Direction 1:
Transcribe the portion of the Cubs forum thread starting with "Posted (edited)" and going on through "Edited by C.C.".
Direction 2:
Extend the Cubs forum thread, beginning immediately after its final sentence.

Excerpted text:
☆ ☆ ☆
Are you trading Baez for that very solid rotation piece? It would probably have to be him to offset our lack of near-major league ready arms that another team might be able to offer. Again, after 2014 some of the arms currently in the low minors may have impressed enough people that a trade or two could take place.

Posted
No. I'm still hopeful Garza can bring us one. If not him, maybe a deal with Oakland or Atlanta that we could fill needs for in exchange for one. If not that, I suspect guys like Vogelbach, Candelario, Brett, Vitters, Szczur could be parts involved. And while Vogelbach will just be in A ball next year, I do see him becoming a very well thought of guy quickly. Barney could be a valuable piece in a deal too obviously.
Posted

The whole "either we have a juggernaut team or every win is wasted" idea is silly.

 

 

Who is saying that? I firmly in the "add if it helps but doesn't hinder the long term product" camp. In that mindset, adding Darvish/Cespedes would have made sense, but Pujols/Fielder would not have. At all. And I think the evidence indicates that Theo and Jed made legitimate plays for the former pair. I'd like to see more wins as much as anyone, but I'm not going to delude myself into the belief that with a few sensible additions the Cubs could have been good this year or next. You can say that comparing WAR and the like to gauge how many wins the team might or might not have had is silly, but it is at least grounded in some logic. WAR does provide some idea. Adding a couple superstar players isn't going to have a magical transformative effect. This isn't the NBA.

 

In order to have fielded a team that was at all competitive, we'd have had to keep guys like Marshall, Cashner (given the state of the bullpen going into the season) and Ramirez, on top of adding 2-3 top tier FAs. You can go on all day about how the team could have been decent and the same system gains could have been made at the same time, but it doesn't make it true.

 

Everything that I have read makes it sound like Cespedes wanted to play for the Cubs and the FO refused to shorten the deal. The bidding process on Darvish was expected to be in the $48-$51 million range and speculation is that the FO bid under $20 million. So how are those "legitimate plays"?

Posted (edited)
Shark, one trade addition for the rotation, Wood or Raley or Rusin as a 5th guy, and hopefully Vizcaino is your 2014 rotation, in my eyes right now. The traded piece being very solid obviously. You'd have Castillo, Rizzo, Castro, Barney, and probably one of Brett, Soler, or Szczur in your opening day lineup. Tons of flexibility payroll-wise obviously and before everyone says most of those guts suck, I'm expecting lwague average out of everyone mentioned. Other than Rizzo, Castro, Shark, and the mystery starter. This group WILL develop guys, it's different than what the Cubs have done previously.

 

God it sounds like the Hill, Patterson, Choi, Harris etc....days. I'll see it when I believe it.

Edited by C.C.
Posted

The whole "either we have a juggernaut team or every win is wasted" idea is silly.

 

 

Who is saying that? I firmly in the "add if it helps but doesn't hinder the long term product" camp. In that mindset, adding Darvish/Cespedes would have made sense, but Pujols/Fielder would not have. At all. And I think the evidence indicates that Theo and Jed made legitimate plays for the former pair. I'd like to see more wins as much as anyone, but I'm not going to delude myself into the belief that with a few sensible additions the Cubs could have been good this year or next. You can say that comparing WAR and the like to gauge how many wins the team might or might not have had is silly, but it is at least grounded in some logic. WAR does provide some idea. Adding a couple superstar players isn't going to have a magical transformative effect. This isn't the NBA.
☆ ☆ ☆
Collected data:
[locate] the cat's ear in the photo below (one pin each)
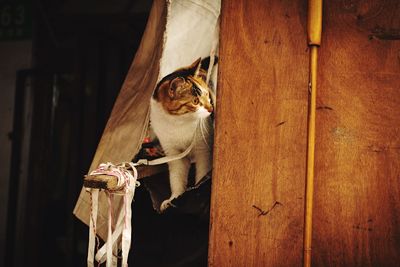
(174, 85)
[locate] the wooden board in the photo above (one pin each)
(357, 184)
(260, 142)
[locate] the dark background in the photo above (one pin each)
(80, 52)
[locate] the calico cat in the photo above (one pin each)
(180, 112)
☆ ☆ ☆
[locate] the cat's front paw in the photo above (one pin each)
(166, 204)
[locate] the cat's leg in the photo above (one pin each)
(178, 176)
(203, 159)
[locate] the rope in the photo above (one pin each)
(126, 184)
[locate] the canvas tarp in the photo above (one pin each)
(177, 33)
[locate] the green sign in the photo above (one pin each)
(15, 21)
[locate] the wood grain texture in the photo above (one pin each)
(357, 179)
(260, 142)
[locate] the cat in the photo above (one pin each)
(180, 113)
☆ ☆ ☆
Reply 1:
Posted (edited)
Shark, one trade addition for the rotation, Wood or Raley or Rusin as a 5th guy, and hopefully Vizcaino is your 2014 rotation, in my eyes right now. The traded piece being very solid obviously. You'd have Castillo, Rizzo, Castro, Barney, and probably one of Brett, Soler, or Szczur in your opening day lineup. Tons of flexibility payroll-wise obviously and before everyone says most of those guts suck, I'm expecting lwague average out of everyone mentioned. Other than Rizzo, Castro, Shark, and the mystery starter. This group WILL develop guys, it's different than what the Cubs have done previously.

 

God it sounds like the Hill, Patterson, Choi, Harris etc....days. I'll see it when I believe it.

Edited by C.C.

Reply 2:
 

In order to have fielded a team that was at all competitive, we'd have had to keep guys like Marshall, Cashner (given the state of the bullpen going into the season) and Ramirez, on top of adding 2-3 top tier FAs. You can go on all day about how the team could have been decent and the same system gains could have been made at the same time, but it doesn't make it true.

 

Everything that I have read makes it sound like Cespedes wanted to play for the Cubs and the FO refused to shorten the deal. The bidding process on Darvish was expected to be in the $48-$51 million range and speculation is that the FO bid under $20 million. So how are those "legitimate plays"?

 

That obviously isn't the case.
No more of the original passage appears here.